** BEGIN Dataset records **

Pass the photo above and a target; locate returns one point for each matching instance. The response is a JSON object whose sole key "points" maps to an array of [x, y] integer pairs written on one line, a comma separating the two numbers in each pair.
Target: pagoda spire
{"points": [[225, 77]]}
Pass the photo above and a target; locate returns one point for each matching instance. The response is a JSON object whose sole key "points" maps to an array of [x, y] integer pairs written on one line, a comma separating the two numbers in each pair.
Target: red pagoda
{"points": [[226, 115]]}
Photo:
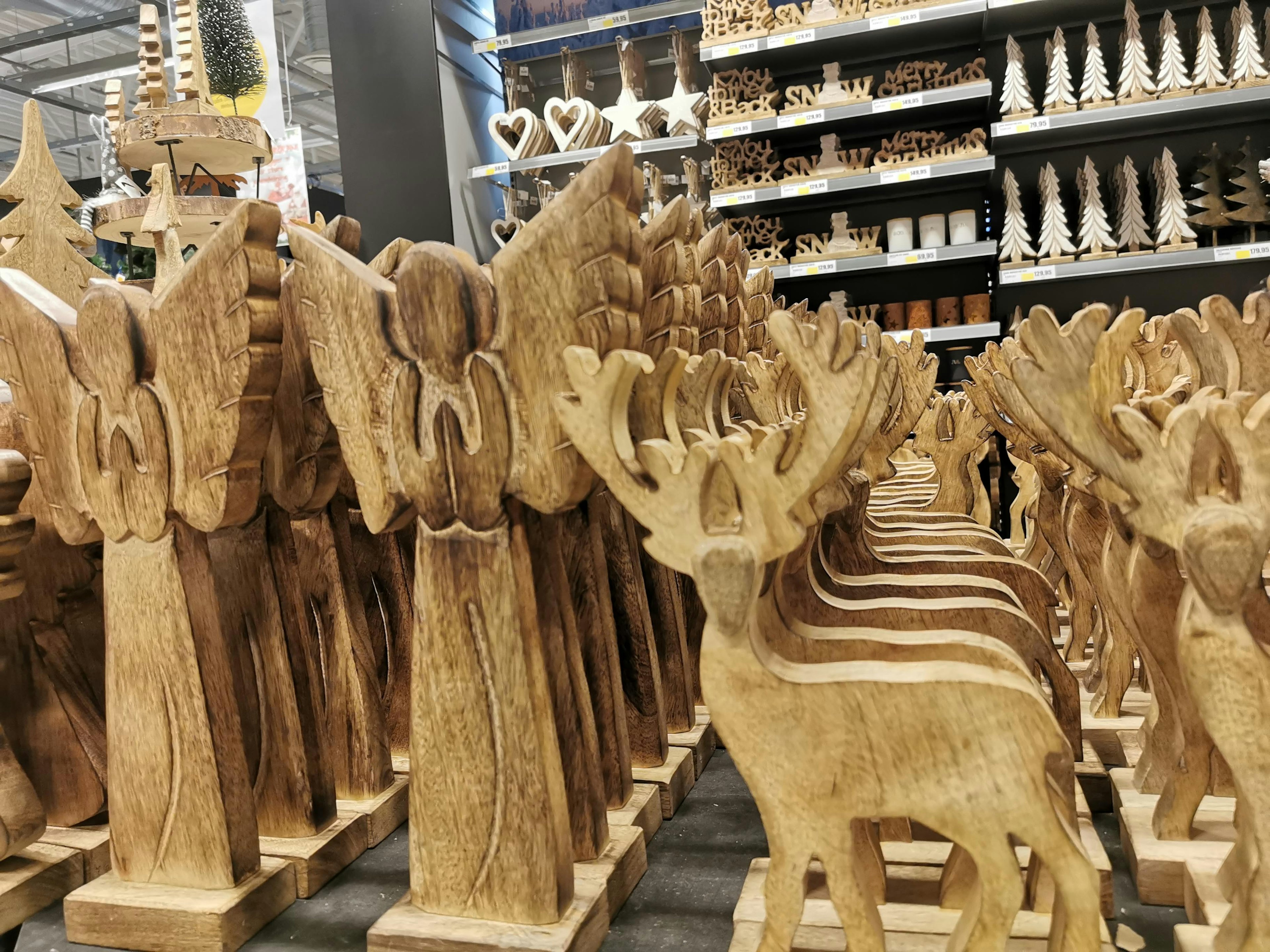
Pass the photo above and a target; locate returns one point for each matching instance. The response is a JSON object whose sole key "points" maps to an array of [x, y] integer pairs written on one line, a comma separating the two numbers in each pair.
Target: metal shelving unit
{"points": [[845, 40], [591, 24], [855, 111], [850, 183], [1117, 120], [896, 259], [581, 155], [1199, 258]]}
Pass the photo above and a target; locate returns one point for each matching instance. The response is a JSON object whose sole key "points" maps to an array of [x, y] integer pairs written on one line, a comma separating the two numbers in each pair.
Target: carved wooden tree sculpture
{"points": [[443, 412], [1197, 485], [795, 767], [951, 432], [150, 418]]}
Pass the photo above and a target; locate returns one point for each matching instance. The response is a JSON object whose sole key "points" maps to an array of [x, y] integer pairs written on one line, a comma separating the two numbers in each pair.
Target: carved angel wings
{"points": [[140, 405]]}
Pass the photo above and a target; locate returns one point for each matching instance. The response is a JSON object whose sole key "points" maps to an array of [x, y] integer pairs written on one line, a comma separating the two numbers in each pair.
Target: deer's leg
{"points": [[784, 894], [994, 900], [853, 889], [1078, 904]]}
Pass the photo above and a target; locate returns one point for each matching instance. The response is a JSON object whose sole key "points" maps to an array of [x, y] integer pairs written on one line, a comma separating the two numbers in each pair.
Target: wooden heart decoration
{"points": [[508, 131], [564, 117], [505, 230]]}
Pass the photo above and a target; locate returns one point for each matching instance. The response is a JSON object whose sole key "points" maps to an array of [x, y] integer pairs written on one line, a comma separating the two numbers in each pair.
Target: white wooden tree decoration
{"points": [[1171, 79], [1016, 251], [1209, 183], [1095, 89], [1208, 75], [1132, 234], [1056, 246], [1250, 195], [1248, 65], [1058, 78], [1096, 239], [685, 107], [1016, 102], [1173, 233], [1135, 82], [632, 117]]}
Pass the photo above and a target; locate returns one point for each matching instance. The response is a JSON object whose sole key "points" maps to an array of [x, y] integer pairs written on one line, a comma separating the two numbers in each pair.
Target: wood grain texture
{"points": [[46, 233], [275, 653], [637, 644]]}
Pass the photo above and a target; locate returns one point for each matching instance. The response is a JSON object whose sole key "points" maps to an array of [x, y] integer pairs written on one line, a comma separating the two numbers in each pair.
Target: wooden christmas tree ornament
{"points": [[187, 856], [1058, 78], [187, 130], [1016, 102], [1016, 251], [1095, 92]]}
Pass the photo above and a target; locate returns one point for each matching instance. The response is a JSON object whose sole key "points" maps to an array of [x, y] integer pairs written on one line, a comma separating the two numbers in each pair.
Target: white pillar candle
{"points": [[962, 229], [931, 230], [900, 235]]}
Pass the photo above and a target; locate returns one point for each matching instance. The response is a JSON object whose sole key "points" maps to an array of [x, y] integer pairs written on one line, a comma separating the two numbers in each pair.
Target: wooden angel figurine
{"points": [[155, 464], [443, 408]]}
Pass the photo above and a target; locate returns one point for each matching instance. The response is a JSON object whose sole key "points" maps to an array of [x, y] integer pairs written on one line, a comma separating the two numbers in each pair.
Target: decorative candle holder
{"points": [[962, 228], [931, 230], [900, 235]]}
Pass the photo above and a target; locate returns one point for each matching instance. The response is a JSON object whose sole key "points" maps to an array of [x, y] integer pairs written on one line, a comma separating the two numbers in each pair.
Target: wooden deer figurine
{"points": [[795, 767], [155, 438], [1194, 484]]}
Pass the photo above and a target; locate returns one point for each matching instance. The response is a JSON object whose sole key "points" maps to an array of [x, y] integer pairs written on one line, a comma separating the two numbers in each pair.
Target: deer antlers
{"points": [[752, 483]]}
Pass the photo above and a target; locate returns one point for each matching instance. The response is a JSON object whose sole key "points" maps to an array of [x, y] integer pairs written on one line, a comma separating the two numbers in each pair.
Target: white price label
{"points": [[804, 188], [810, 119], [919, 256], [807, 271], [803, 36], [737, 129], [489, 46], [732, 198], [484, 172], [613, 20], [892, 176], [1022, 126], [1020, 276], [1241, 253], [893, 103], [896, 20]]}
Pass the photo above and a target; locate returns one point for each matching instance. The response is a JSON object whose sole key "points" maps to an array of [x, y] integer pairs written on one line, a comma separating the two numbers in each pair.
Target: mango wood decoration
{"points": [[35, 874], [724, 506], [46, 234], [441, 404], [1184, 478], [155, 464]]}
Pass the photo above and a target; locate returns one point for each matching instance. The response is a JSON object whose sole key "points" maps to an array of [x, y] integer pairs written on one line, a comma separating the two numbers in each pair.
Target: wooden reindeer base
{"points": [[674, 778], [319, 858], [385, 813], [1159, 866], [1206, 904], [36, 878], [643, 809], [92, 842], [1194, 938], [620, 867], [910, 926], [154, 918], [1104, 733], [200, 218], [700, 740], [407, 928]]}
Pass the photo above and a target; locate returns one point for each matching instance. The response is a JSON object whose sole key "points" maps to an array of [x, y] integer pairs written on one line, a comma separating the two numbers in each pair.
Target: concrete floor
{"points": [[697, 865]]}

** END Dataset records **

> **Exercise goal**: Return all of the data exactly as written, and drop the pictures.

> **Full answer**:
Pass the photo above and a target; locate returns one point for each matching instance. The response is a JSON object whose sole key "points" maps to an array of [x, y] integer pairs written on one line, a comma separating the two numbers in each pair.
Target: pagoda spire
{"points": [[225, 77]]}
Pass the photo above and a target; locate returns one point for each matching instance. The response is a JSON object whose sole key "points" maps to an array of [x, y] integer pairs written on one line, a comma separating the two numbers in each pair.
Target: red pagoda
{"points": [[226, 115]]}
Photo:
Pass the photo above and a target; locate returns one point for each matching instance. The response is a JSON object whose sole key "points" maps to an array of [x, y] integer pairs written on one line, a comma separating the two numbers in each pair.
Target: metal shelving unit
{"points": [[845, 40], [591, 24], [855, 111], [850, 183], [1117, 120], [896, 259], [581, 155], [1199, 258]]}
Pass the photo above and a target; locate returns one point for each matching instance. The response is a JSON object whose sole key "points" maps to an array of [x, y] integer pairs written on one line, a comma separating the two numbers in each pair.
Target: carved wooden tree sculpture
{"points": [[443, 412], [1197, 485], [795, 767], [951, 432], [150, 418]]}
Pass the photo above and a target; locate returns one point for each matching instance. The response is a JSON object whose sole key "points" maps to an array of [x, y] integer pairs written on one line, a comma separating the two numbers in each pair.
Target: carved angel wings
{"points": [[140, 405]]}
Pass the photo above and a target; locate returns one point for each matching instance. The response is a JSON object whose sole key "points" maps to an array of [x, y] integer pairs written on one line, a comma separating the two numbers in each pair.
Target: deer's leg
{"points": [[784, 894], [994, 900], [853, 889], [1078, 904]]}
Pass the photo above and a target; locate returns one point for each matching instance. The response is a JSON object whose sole key "points" maps to an array of [x, y] integer pairs written on one line, a comma separating the two numbers in each pair.
Target: wooden heart decoration
{"points": [[508, 131], [564, 117], [505, 230]]}
Pass the photo above and a target; locate returns one point for each matching instance. The response is a JSON object whose sole key "points" maps to an array of [x, y] integer pairs written on one line, a comma separating the two numbers in each pair.
Target: white wooden tree decoration
{"points": [[1171, 79], [1016, 251], [1209, 183], [1095, 89], [1208, 75], [1132, 234], [1056, 246], [1250, 195], [1248, 65], [1058, 78], [1096, 239], [685, 107], [1016, 102], [1173, 233], [1135, 82], [632, 117]]}
Pass the photo above and a target; locate returns one point for each matching instance. The response is a JSON object whose sole key "points" maps to an array of [x, y] integer pairs written on one line, a comma separating the two numbers in each pair.
Target: wood grain texture
{"points": [[46, 233], [275, 653], [637, 644]]}
Pass the photo above and a target; locate returns one point for each matching instance. The response is a JSON object whose sole key "points" maps to an array of [x, y] integer pairs written on one line, a comma separating the two numbers in each pair.
Target: wooden christmas tree ornament
{"points": [[187, 856], [1058, 78], [187, 130], [1016, 102], [1016, 251], [1095, 92]]}
Pass the photo above and a target; locate returns one point for each matching instance. The response is a JSON object whose sole key "points" maps to an array of [x, y] integer pairs written on one line, a comma separating the two numbers in each pair.
Target: white pillar candle
{"points": [[962, 229], [931, 230], [900, 235]]}
Pass the photo above and a target; locate returns one point for each matching instance. The response is a JSON object whose sole key "points" maps to an array of [x, y] integer pairs written on one line, a comma separating the two numbers in each pair.
Target: wooden angel figurine
{"points": [[155, 464], [443, 408]]}
Pass the photo above and a target; locate returns one point for each matching instance. The response is a JSON object whose sole key "points" maps to an array of [x, y] integer pairs written on one line, a comma separating the two numbers in each pair.
Target: decorative candle holder
{"points": [[962, 228], [931, 230], [900, 235]]}
Pass the photo above and a target; locate returns one point for each matching instance. The response is a JSON object whose sole key "points" maps to an array of [x, y] integer pairs written on one line, a comma separating the two numbers in each pair.
Target: wooden deer figurine
{"points": [[795, 767], [155, 438], [1194, 484]]}
Pass the photo above and a target; locate returns one point for each matching instance. The response is a JSON object whose sole key "points" maps to an array of [x, y] integer pairs written on one line, a comma separating the two numbers in each pair.
Target: deer antlers
{"points": [[752, 483]]}
Pass the photo above and a target; locate returns one point for each matching instance. The response is a JSON object whose sole key "points" maps to an array of [x, y] integer pairs written on one line, a comma separating the two numbers in each pair.
Target: white price label
{"points": [[804, 188], [810, 119], [919, 256], [807, 271], [803, 36], [737, 129], [489, 46], [732, 198], [484, 172], [613, 20], [892, 176], [1022, 126], [1020, 276], [1241, 253], [893, 103], [896, 20]]}
Pass the photo above and a target; locate returns one point for each matching instance. The response is a JSON object whose sole key "points" maps to an array of [x, y] integer pairs written on one line, a comma separating the two numbers in each pair.
Target: mango wood decoration
{"points": [[35, 874], [724, 506], [46, 234], [441, 404], [1184, 478], [155, 464]]}
Pass the photo above and a target; locate returns one point for each matching instance. The response is a JSON object whose sole key "points" maps to an array of [x, y] integer pairs written on one line, a comma separating the two numbers in each pair.
Target: wooden reindeer base
{"points": [[674, 778], [319, 858], [385, 813], [1159, 866], [1206, 904], [36, 878], [643, 809], [92, 842], [1194, 938], [620, 867], [910, 926], [154, 918], [1104, 733], [200, 218], [700, 740], [407, 928]]}
Pass the photo above and a target; locate returns one point for each matching instance. The response is a JSON object whose sole key "points" maps to an array of [x, y] integer pairs written on one line, a comma separating the two numbers in each pair.
Target: concrete floor
{"points": [[697, 865]]}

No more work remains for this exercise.